Why does dating feel like a hassle these days?

I think area matters a lot. I lived in CA for a long while after growing up in a small town and what I consider common sense is a big deal to them. From the victim complexes / entitlement to the keeping up with the joneses plus a dollop of "I don't make enough money to throw money at problems" problems. There's a lot of performative friendships and political correctness that is disposable at their convenience. Like, if you asked me where a company can ban the word "dude" for sexism and get hit by a class action sexual harassment lawsuit in the same year it's CA.

In the greater sphere it's because we live in a culture where we've adopted the opposite extreme of parenting. Kids are not expected to take any personal responsibility anymore. Everything is diagnosed, and the messaging that goes with it evolves into one of those "that's just the way I am" (translation: if you can't take me at my worst) catchphrases. I mean, only within the last 10 years have there been cases of kids attempting to sue their parents for tuition and the courts having to remind kids that parents cannot and should not be expected to clear all obstacles for them in their path to adulthood.

* Information supplied *

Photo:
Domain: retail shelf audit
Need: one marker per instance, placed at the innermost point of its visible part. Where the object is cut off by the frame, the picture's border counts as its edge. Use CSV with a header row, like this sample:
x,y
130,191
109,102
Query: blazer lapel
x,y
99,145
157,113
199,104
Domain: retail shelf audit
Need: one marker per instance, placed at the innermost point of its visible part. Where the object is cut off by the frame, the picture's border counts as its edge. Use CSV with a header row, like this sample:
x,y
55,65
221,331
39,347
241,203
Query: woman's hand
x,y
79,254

* Task requirements *
Copy the dating post word for word, beginning at the words "I think area" and stopping after "year it's CA.".

* Exercise response *
I think area matters a lot. I lived in CA for a long while after growing up in a small town and what I consider common sense is a big deal to them. From the victim complexes / entitlement to the keeping up with the joneses plus a dollop of "I don't make enough money to throw money at problems" problems. There's a lot of performative friendships and political correctness that is disposable at their convenience. Like, if you asked me where a company can ban the word "dude" for sexism and get hit by a class action sexual harassment lawsuit in the same year it's CA.